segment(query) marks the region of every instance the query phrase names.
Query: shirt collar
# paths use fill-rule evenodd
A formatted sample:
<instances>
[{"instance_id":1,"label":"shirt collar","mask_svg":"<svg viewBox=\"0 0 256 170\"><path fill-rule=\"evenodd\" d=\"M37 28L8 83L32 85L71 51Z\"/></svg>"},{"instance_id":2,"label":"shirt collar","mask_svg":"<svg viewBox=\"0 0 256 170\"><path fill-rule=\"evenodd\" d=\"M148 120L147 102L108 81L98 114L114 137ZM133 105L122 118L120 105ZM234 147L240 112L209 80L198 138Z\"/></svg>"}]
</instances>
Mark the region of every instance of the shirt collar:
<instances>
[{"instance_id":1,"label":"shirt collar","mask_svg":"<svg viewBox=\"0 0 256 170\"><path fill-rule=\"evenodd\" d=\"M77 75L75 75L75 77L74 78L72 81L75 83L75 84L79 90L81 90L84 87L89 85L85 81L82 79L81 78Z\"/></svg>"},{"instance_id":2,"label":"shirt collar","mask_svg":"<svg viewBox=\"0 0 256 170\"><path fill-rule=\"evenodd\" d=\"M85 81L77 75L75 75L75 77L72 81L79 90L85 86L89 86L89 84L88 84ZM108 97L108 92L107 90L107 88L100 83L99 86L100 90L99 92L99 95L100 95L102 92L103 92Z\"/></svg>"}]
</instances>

--

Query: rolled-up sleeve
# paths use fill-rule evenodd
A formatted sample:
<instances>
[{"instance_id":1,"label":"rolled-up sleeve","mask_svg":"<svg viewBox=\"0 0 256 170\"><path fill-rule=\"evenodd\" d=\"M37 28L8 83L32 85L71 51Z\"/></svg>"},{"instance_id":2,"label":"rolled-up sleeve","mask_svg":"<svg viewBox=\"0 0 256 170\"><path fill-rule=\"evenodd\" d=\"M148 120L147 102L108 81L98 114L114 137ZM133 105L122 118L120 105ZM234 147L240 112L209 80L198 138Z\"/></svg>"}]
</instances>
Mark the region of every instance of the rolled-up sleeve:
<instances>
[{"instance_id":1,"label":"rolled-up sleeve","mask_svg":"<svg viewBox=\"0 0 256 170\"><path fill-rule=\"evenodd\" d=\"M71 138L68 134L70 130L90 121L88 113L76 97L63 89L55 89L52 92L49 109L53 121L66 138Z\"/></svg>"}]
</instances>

> Aim
List each line of the records above that contains the string "every". Case matters, so count only lines with the same capitalization.

> Exercise answer
segment(query) marks the region of every instance the query phrase names.
Mark the region of every instance of the shirt collar:
Mark the region of every instance of the rolled-up sleeve:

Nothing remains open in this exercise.